_Exercise prompt:_ Reproduce exactly the lines from the top of the records below through the line holding "<point>26,165</point>".

-------- Input data --------

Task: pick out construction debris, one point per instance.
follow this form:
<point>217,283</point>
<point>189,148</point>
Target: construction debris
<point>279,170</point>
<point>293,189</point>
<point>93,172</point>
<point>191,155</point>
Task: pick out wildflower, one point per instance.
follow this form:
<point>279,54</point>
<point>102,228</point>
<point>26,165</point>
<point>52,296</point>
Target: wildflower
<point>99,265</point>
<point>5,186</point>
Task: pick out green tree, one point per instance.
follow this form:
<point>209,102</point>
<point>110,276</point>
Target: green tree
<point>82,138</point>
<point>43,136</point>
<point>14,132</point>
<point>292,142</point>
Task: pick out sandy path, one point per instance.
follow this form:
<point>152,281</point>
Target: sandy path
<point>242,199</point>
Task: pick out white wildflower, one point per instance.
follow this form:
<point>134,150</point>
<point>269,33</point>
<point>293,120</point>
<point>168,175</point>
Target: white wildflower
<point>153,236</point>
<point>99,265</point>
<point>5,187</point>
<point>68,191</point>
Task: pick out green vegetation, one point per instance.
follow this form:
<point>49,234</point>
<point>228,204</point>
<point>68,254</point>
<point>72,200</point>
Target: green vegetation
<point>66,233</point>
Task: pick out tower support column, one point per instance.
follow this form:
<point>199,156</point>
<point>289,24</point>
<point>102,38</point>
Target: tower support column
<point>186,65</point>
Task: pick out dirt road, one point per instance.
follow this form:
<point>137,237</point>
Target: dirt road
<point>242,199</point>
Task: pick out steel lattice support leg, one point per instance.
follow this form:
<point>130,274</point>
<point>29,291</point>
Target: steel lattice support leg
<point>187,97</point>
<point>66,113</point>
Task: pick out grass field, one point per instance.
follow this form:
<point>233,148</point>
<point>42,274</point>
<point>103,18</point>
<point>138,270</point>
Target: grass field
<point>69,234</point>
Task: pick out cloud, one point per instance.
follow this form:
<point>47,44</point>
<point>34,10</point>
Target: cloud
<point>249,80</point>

--------

_Solution to this task:_
Task: pick out construction debris, one point per instance.
follow this form:
<point>217,283</point>
<point>189,148</point>
Target: construction debris
<point>279,170</point>
<point>293,189</point>
<point>93,172</point>
<point>191,155</point>
Task: pick out wildflower, one point per instance.
follow this form:
<point>279,54</point>
<point>102,228</point>
<point>26,165</point>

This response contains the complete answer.